TASK TO COMPLETE => Make an exact copy of the entries below, with all images left out.

++++ SOURCE DATA ++++

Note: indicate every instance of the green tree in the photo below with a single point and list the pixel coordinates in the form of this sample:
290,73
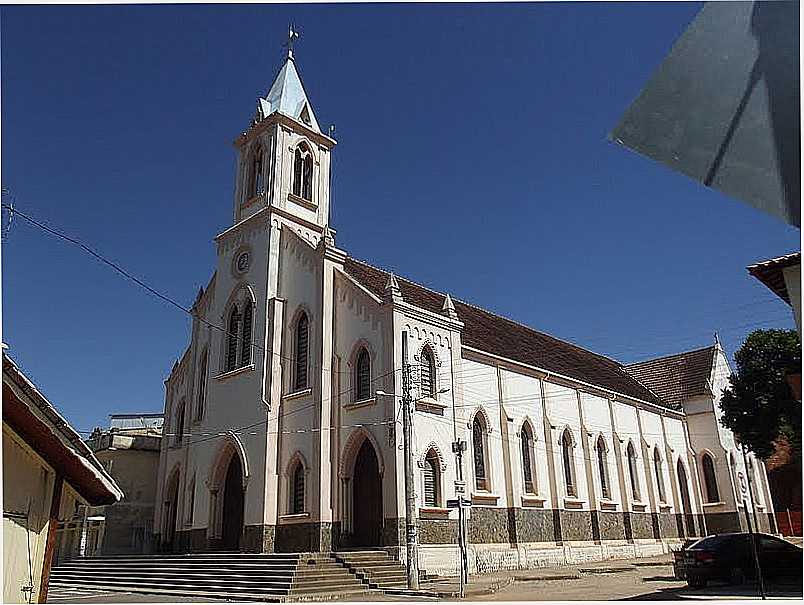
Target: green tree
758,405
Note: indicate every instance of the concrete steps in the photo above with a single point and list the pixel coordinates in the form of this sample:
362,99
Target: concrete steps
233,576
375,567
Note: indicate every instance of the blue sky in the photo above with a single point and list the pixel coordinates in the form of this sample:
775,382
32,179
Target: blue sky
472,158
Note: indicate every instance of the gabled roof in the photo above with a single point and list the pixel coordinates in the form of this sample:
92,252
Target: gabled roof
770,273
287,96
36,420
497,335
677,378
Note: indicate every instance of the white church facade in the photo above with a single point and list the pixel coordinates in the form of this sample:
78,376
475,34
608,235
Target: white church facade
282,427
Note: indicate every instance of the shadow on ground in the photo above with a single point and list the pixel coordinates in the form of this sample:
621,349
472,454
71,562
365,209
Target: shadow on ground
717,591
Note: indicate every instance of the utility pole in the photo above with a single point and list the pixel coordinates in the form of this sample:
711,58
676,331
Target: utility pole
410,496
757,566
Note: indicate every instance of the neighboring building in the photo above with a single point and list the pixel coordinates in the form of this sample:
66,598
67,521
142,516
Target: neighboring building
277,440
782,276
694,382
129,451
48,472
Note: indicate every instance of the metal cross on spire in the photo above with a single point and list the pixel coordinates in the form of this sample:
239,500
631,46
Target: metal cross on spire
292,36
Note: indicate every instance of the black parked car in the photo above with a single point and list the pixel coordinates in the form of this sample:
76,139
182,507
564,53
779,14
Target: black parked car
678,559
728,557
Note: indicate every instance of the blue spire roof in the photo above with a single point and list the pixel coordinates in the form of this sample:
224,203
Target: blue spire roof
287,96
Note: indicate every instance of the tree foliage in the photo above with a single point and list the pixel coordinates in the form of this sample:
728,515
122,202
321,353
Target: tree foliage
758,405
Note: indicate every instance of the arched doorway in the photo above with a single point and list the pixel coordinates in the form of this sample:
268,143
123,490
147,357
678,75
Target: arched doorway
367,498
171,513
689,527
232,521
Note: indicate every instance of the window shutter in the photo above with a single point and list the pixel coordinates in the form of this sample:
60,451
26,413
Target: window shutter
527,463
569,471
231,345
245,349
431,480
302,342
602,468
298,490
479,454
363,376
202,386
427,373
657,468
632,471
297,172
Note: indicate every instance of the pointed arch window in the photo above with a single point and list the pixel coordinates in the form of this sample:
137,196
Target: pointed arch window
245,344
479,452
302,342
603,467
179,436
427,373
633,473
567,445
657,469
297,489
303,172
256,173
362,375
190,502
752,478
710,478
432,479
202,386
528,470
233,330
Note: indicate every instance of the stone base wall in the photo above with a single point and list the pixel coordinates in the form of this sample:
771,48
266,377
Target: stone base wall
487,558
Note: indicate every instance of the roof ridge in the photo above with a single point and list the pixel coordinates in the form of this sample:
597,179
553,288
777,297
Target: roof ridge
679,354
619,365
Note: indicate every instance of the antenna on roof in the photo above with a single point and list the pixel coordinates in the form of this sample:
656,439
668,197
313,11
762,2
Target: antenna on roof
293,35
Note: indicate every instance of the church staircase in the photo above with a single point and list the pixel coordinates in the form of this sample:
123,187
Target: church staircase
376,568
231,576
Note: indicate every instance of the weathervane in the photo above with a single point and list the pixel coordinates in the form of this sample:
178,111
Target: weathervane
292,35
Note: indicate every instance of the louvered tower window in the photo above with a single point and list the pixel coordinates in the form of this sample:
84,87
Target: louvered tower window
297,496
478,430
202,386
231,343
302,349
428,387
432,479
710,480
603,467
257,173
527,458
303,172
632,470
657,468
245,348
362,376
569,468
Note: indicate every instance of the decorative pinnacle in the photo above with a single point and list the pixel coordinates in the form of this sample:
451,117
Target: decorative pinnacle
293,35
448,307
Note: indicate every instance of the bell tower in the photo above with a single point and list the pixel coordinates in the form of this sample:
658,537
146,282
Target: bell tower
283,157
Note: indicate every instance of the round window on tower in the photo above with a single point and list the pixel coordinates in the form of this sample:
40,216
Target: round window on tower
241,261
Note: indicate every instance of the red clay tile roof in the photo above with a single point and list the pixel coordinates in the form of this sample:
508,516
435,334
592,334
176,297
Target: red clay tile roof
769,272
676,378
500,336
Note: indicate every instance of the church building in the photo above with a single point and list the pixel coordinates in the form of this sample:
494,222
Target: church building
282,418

++++

ANSWER SECTION =>
Note: indicate every instance of the green tree in the photo below with a single point and list the pixel coordinates in the form of this sample:
290,73
Target: green tree
758,405
Note: indicate every instance of the concrete steps in the photo above with a single point and list the pixel coordinates in the form of this sample:
362,99
Target: concrete steps
233,576
375,567
Note: indicate every instance of the blue sky in the photo above with a single point and list the pixel coordinates in the form of this sample:
775,382
32,179
Target: blue sky
472,158
Note: indicate every instance of the gabled roof in the photo above with a single point and list the pixel coordinates in the form of this sample:
92,252
Target: gabled roof
770,273
287,96
36,420
497,335
677,378
Note: indicate every instance of the white church facade in the photo above with a single point and list the pixel coordinates in the form of this sample:
78,376
475,34
608,235
Target: white church facade
282,427
Note: indicate every instance of the shadow on ground in the photo above with a single point and list the pixel coordinates in the form of this sample:
621,349
472,454
71,562
365,209
Target: shadow on ground
717,591
Note: indicate every instance of the utility pole in the photo above with a single point and list the pixel coordinates in the form of this sample:
711,58
676,331
Target: utility pole
410,496
757,566
Note: indicate every instance of the neighboring building in the photo above with a single point and list the pixel coordinates in the form of this sample:
66,598
67,521
142,516
Target: neighboring building
277,440
782,276
694,382
129,451
48,472
Note: indicate every instance of the metal cross on spire in the photo above with a single point and list the pixel coordinates in the form of this sample:
239,500
631,46
Target: metal cross on spire
292,36
Note: indicate every instance of the black parked car in the photo above with a single point and list the pixel coordinates in the form of this sample:
76,139
182,507
564,53
779,14
Target: black parked car
678,559
728,557
Note: indicate every instance of the blue spire roof in the photo above with a single point and list the pixel coordinates in the form of this sample:
224,203
Target: blue spire roof
287,96
Note: indicate every instance of the tree foliage in the photo above with a single point and list the pixel coordinates in the form of this sample:
728,515
122,202
321,353
Target: tree foliage
758,405
Note: indicate every instance of the arched doorway in the photo above with a single point and list the pixel coordinates in the form of this sample:
268,143
123,490
147,357
678,75
Target: arched doorway
367,498
171,513
689,527
232,521
Note: indicate every instance of the window shutter in the photo above with a single point and list the pixel coordinates in the form of this sample:
60,451
26,413
Target: window shutter
527,463
569,471
231,345
245,349
431,480
302,342
602,468
298,490
479,454
363,376
202,386
427,373
657,468
632,471
297,172
Note: indicate every instance of the pointed arch window in the photo above with a single point and list the pixel coordinates in the form of this sample:
137,196
Target: pointed arch window
245,344
479,452
302,342
603,467
179,436
427,373
633,473
567,445
657,469
297,489
303,172
256,173
362,375
190,502
752,478
710,478
432,479
202,386
528,470
233,330
Note: indicate every instance of the stone base wall in the photo above with a single point and list the pixel coordinates in the form of this sample:
771,48
266,377
Target: stone base wall
487,558
Note: indicate every instance of the roof ridge in the photo above with a single point and list the pixel coordinates in the form of this sample:
597,179
553,288
777,297
Target: roof ridge
679,354
619,365
Note: indicate every instance of the antenna on roof in the photo above with a single point and list the pixel coordinates in the form of this sample:
656,439
668,197
313,11
762,2
Target: antenna on roof
293,35
Note: indicate every instance of the church staircase in the photo above with a single point and list the pixel coordinates in the form of this sample:
123,187
Target: church staircase
376,568
231,576
Note: indicate every instance of the weathervane in the photo above with a single point and list the pixel coordinates in the form of this sample:
178,111
Target: weathervane
292,35
Note: indicate every instance of the louvered tower window in the photo above with a single point and list the pixel coordinates in the form of this sample:
84,87
Target: louvered tower window
297,496
478,430
202,386
231,343
302,349
428,387
432,479
710,480
603,467
257,173
527,458
303,172
632,470
657,468
245,348
362,376
569,468
Note: indicate every instance of the decorative pinnacle in the photo above with a single point and list the pixel coordinates in the form of this sample:
451,117
Target: decorative pinnacle
293,35
448,307
Note: indicate every instance of the bell tower in the photo above with a single point and list the pixel coordinates in the form of this sample:
658,537
146,282
Target: bell tower
283,157
Note: indicate every instance of the round window on tower in the photo above with a single point and list the pixel coordinates in the form of this sample:
40,216
Target: round window on tower
241,261
Note: indicate every instance of the red clay tile roof in the photo above with a single point and list the pixel coordinates in the form of this sample:
508,516
435,334
592,334
176,297
Target: red clay tile roof
769,272
676,378
500,336
Note: indicate every instance of the church building in the photo above with a single point and list the pixel coordinates in the form of this sample:
494,222
Target: church building
282,418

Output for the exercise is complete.